Mark each statement below yes or no according to the text on the Ukrainian opposition and protesters, and quote the words from the text that decide it. (a) Yakimenko is quoted as saying more than 1,500 firearms reached criminals over the last day. (b) Rioters in Ivano-Frankovsk seized five rifles. (c) The last paragraph claims protestors have no weapons.

**EXTRACTED TEXT**
◇ ◇ ◇

Opposition doesn't have any kind of weapon or warriors at all! People are not with opposition, and opposition leaders lost their voice now, noone listens to them. People are too angry.


Are you sure?

From yesterday's news:

According to [Ukrainian Security Service head] Yakimenko, “over the last day more than 1,500 firearms and 100,000 rounds of ammunition have come into the hands of criminals.”

...

Meanwhile in Ivano-Frankovsk, rioters have seized 268 pistols, 2 rifles, 3 light machine guns, 92 grenades and 15,000 ammunition rounds, the deputy head of the Security Service, Vladimir Porodko, has said, adding that the police are searching for the stolen arms.


Sorry for being not clear enough. I'm not saying protestors don't have weapon. I'm just saying that we shouldn't call them "opposition". Opposition are bunch of politicians that want to do everything peaceful and were never radical. Protestors are separate from opposition.

◇ ◇ ◇

**LISTED ENTRIES**

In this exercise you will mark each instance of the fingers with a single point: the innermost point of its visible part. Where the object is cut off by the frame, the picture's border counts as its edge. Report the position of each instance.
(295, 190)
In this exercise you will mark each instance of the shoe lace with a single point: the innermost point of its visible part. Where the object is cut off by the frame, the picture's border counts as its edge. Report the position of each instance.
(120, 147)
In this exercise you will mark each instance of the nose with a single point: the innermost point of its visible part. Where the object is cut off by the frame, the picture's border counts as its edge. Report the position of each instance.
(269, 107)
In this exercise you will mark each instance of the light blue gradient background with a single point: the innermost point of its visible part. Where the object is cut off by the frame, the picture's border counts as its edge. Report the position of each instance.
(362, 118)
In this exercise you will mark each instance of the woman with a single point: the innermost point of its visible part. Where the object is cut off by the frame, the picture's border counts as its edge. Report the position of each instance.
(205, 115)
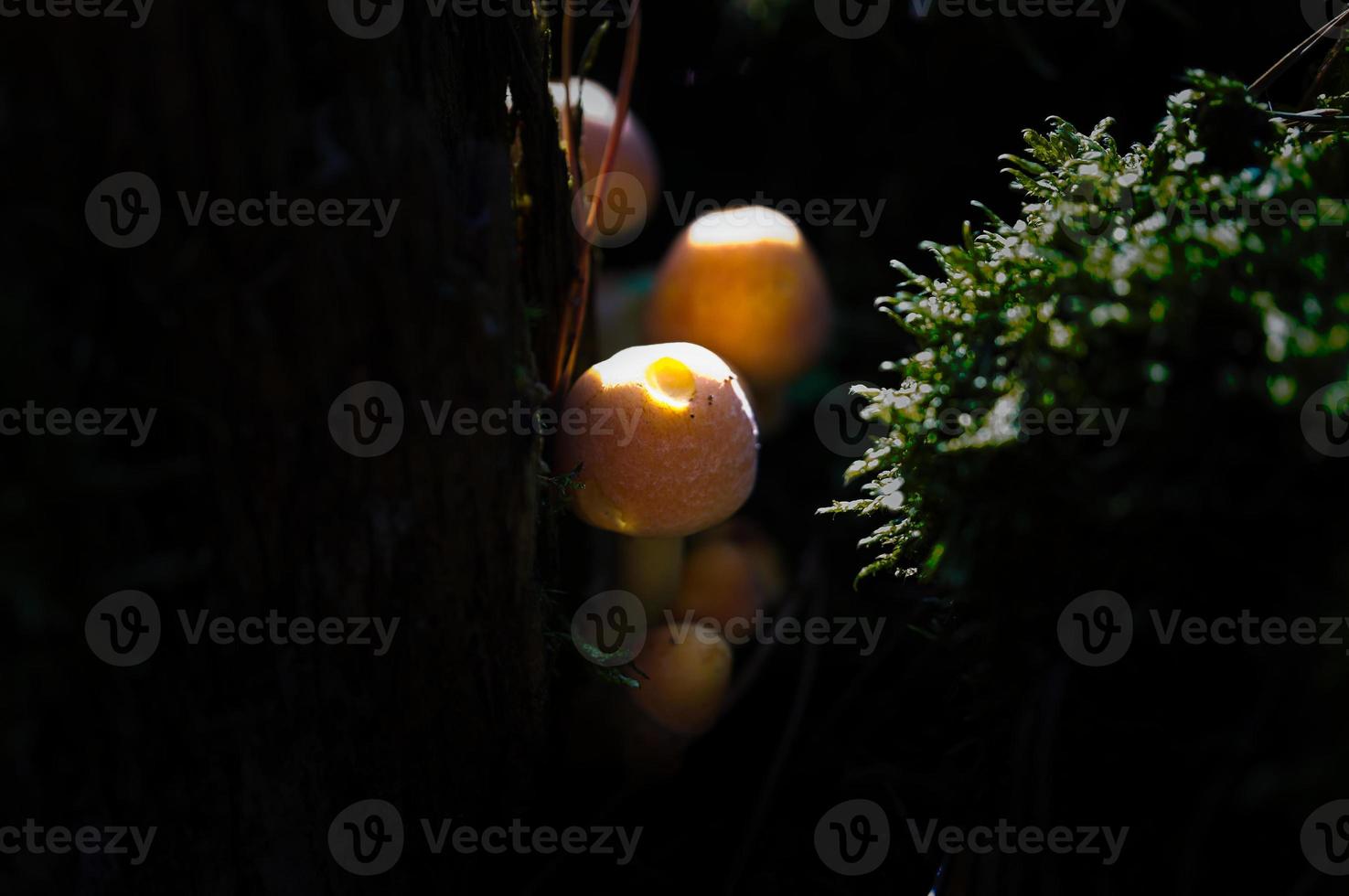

◇ ◇ ◇

**EXERCISE SOLUTION**
(a) Yes: "over the last day more than 1,500 firearms and 100,000 rounds of ammunition have come into the hands of criminals"
(b) No: "2 rifles"
(c) No: "I'm not saying protestors don't have weapon."